**Problem 1:**
In the clinic closure notice, what date is given as the last day the IHS clinic will stay open?
**Problem 2:**
Please explain, using the clinic closure notice, why former IHS clinic patients are urged to create a chart and sign a release of information at the Oyate Health Center.
**Problem 3:**
Carry on the clinic closure notice, starting after its final sentence.

**Excerpt to read:**
BEGIN
The Oyate Health Center is taking steps to assure that the closure of the Indian Health Service clinic on the Sioux San campus located on the second floor of the Oyate Health Center will be as seamless as possible for patients who are converting their care to OHC. The IHS clinic will remain open until February 26. 

Patients who previously utilized providers at the IHS clinic are encouraged to come to the Oyate Health Center to create a chart and sign a release of information so their new providers can access their healthcare history and assure a continuation of care for them.  

The Oyate Health Center and staff from the Indian Health Service are working together to ensure that the transition will be as easy as possible for the community. 

All IHS issued PRC referrals and claims generated by the Rapid City IHS Service Unit prior to February 26, 2022, are the responsibility of IHS. Before February 26, 2022, inquiries about these referrals may be directed to the Great Plains Area IHS at the following: 

Rapid City IHS PRC program at (605) 719-4021 or (605) 721-4022. 

For inquiries after February 26, 2022, regarding PRC referrals generated by the Rapid City IHS Service Unit, those inquiries may be directed to the Great Plains Area IHS at the following: 

For telephone inquiries: (605) 226-7286 or (605) 226-7405 

Or can be submitted to the following address: 

Great Plains Area IHS, PRC Program 

Federal Bldg., Room 309 

115 4th Ave SE 

Aberdeen, SD 57401 

For more information please visit the Great Plains Tribal Leaders’ Social Media pages, your local Native American newspapers or tune in to The Circle podcast that airs on KILI 90.1 at 5 PM on Tuesdays and Noon on Fridays and is available wherever podcast can be downloaded.

What is 638?  

The term “638 contract” is a quick way of referring to a contract (or compact) between IHS and a tribe or tribal organization under the Indian Self-Determination and Education Assistance Act (ISDEAA) of 1975 (Public Law 93-638), which has been amended many times since then to add new authority for tribes and tribal organizations.
END
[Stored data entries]
BEGIN
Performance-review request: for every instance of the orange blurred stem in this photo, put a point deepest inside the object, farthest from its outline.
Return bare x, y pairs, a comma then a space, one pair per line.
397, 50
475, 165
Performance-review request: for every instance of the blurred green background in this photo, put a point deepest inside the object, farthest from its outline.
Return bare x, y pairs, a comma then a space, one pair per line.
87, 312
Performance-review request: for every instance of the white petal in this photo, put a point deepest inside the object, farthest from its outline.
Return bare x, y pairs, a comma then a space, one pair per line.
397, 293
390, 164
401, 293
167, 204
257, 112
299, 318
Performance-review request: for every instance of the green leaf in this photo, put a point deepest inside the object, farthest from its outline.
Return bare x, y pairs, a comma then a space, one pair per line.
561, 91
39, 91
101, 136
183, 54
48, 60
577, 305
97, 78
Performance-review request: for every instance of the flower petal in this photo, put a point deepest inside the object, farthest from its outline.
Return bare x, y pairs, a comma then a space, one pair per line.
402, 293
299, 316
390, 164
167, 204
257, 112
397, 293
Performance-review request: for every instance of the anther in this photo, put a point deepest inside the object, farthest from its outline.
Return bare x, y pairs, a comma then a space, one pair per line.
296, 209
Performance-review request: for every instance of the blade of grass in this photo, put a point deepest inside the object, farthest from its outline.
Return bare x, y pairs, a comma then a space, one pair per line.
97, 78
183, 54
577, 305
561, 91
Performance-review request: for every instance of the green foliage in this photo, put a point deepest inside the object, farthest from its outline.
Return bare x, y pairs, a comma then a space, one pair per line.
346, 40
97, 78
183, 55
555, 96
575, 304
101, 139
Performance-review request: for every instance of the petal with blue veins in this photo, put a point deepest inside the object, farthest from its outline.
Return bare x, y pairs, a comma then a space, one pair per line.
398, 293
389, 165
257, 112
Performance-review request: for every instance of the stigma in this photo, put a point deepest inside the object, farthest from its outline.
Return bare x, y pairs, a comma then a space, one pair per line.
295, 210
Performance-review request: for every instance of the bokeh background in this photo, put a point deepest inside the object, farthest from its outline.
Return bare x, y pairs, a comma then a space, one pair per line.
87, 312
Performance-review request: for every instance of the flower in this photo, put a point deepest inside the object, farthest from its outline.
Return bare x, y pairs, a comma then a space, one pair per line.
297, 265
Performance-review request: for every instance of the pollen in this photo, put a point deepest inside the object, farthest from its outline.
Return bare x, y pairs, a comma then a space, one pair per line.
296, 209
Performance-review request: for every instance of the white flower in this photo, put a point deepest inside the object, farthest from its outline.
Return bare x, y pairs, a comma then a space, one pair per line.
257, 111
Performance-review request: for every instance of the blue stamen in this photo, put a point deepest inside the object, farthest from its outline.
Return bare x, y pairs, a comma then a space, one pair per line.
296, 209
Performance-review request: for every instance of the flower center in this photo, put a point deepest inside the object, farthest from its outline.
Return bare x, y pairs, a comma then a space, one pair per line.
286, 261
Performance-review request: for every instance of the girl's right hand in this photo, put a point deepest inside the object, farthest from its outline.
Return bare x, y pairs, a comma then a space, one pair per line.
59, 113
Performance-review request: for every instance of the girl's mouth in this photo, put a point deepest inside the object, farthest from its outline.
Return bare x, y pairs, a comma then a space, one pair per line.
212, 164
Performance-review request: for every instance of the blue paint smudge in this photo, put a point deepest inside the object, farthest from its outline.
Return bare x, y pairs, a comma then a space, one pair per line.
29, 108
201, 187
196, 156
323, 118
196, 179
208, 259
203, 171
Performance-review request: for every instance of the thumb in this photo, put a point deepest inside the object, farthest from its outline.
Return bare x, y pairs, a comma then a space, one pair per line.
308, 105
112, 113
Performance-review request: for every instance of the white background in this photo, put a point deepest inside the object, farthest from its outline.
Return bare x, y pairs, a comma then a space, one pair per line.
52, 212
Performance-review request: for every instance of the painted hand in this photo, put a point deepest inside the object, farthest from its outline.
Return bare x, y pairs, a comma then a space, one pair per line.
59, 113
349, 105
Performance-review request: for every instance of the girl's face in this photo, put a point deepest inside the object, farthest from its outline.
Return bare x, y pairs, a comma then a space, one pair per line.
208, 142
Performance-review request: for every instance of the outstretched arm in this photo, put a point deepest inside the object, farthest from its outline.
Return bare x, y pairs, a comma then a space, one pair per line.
END
**Task answer 1:**
February 26.

**Task answer 2:**
Signing a release of information lets their new providers access their healthcare history. That access assures a continuation of care for them as they convert their care to the Oyate Health Center.

**Task answer 3:**
This law recognizes that American Indian tribes have an inherent status as sovereign nations, which is distinguished by their relationship with the federal government, through treaties and the trust relationship, and thus have a right to determine their own futures.  

What does it mean to 638 a program? 

Essentially, this means to cut out the middle-man. Congress allocates funding to federal agencies for use in Indian Country. When tribes choose to “638” a program, funding that would have gone to the BIA or IHS must be transferred by those agencies to the tribe, or authorized tribal organization, to use to deliver services to tribal citizens.  

Benefits of 638-contracting? 

Local control. No longer do tribes or tribal organizations need to reach out to area offices or Washington D.C. to adjust services on the ground. 

For example, if the community has a greater need for more behavioral health services, tribally managed programs can immediately respond to that need. The Oyate Health Center has expanded the number of behavioral health providers from 3 to 17 within the first 18 months of its existence as requested by the community in a 2019 community needs assessment. 

How 638 benefits the community. 

Jobs, training, and expanded community capacity come with the decision to “638” a program. Tribes that “638” federal programs build capacity in their local community through hiring local talent, providing training for tribal citizens, and generating revenue that helps to build professional infrastructure and economic development in a community. GPTLHB (Great Plains Tribal Leaders’ Health Board) and the Oyate Center combined employ 311 employees.  

Does Self-Governance or Self-Determination change the trust relationship with the Federal Government? 

No. Federal law prohibits termination or reduction of the special Federal trust responsibility to Indian tribes and Indian people. The statute states: “The Secretary is prohibited from waiving, modifying, or diminishing in any way the trust responsibility of the United States with respect to Indian tribes and individual Indians that exists under treaties, Executive orders, other laws, or court decisions.”  25 U.S.C. § 458aaa-6(g).  In addition, the compact or contract between the Secretary of Health and Human Services and the GPTLHB will expressly include statutory protection.